DATA FOR THIS TASK Start Marker
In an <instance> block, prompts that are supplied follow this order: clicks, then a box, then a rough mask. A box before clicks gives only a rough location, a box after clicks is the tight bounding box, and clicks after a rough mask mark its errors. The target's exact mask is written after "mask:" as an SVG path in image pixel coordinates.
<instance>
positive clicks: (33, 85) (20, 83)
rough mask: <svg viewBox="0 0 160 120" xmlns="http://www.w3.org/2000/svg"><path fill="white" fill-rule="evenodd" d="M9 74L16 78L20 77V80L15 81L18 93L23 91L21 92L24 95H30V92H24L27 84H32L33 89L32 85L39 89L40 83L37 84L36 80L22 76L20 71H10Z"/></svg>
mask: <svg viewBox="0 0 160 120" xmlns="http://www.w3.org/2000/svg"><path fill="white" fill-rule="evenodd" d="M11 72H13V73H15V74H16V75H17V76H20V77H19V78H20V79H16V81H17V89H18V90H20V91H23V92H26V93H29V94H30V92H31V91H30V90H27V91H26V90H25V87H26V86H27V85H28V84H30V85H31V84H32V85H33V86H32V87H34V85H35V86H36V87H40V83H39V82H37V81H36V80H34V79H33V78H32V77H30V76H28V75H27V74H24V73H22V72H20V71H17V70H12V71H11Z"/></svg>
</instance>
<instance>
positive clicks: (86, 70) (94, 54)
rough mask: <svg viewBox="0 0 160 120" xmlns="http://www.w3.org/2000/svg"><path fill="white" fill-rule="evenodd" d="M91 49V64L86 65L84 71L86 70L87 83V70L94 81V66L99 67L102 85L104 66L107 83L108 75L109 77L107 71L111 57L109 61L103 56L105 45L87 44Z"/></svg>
DATA FOR THIS TASK End Marker
* YOUR GOAL *
Copy out the part of the entries that opens with the line containing "</instance>" and runs through the end of the entries, both ends included, reproducing those lines without any change.

* PROBLEM SOLUTION *
</instance>
<instance>
positive clicks: (86, 70) (94, 54)
rough mask: <svg viewBox="0 0 160 120" xmlns="http://www.w3.org/2000/svg"><path fill="white" fill-rule="evenodd" d="M91 49V64L86 65L84 71L86 70L87 83V70L94 81V66L99 67L102 85L104 66L107 83L108 75L109 77L107 71L111 57L109 61L103 56L105 45L87 44Z"/></svg>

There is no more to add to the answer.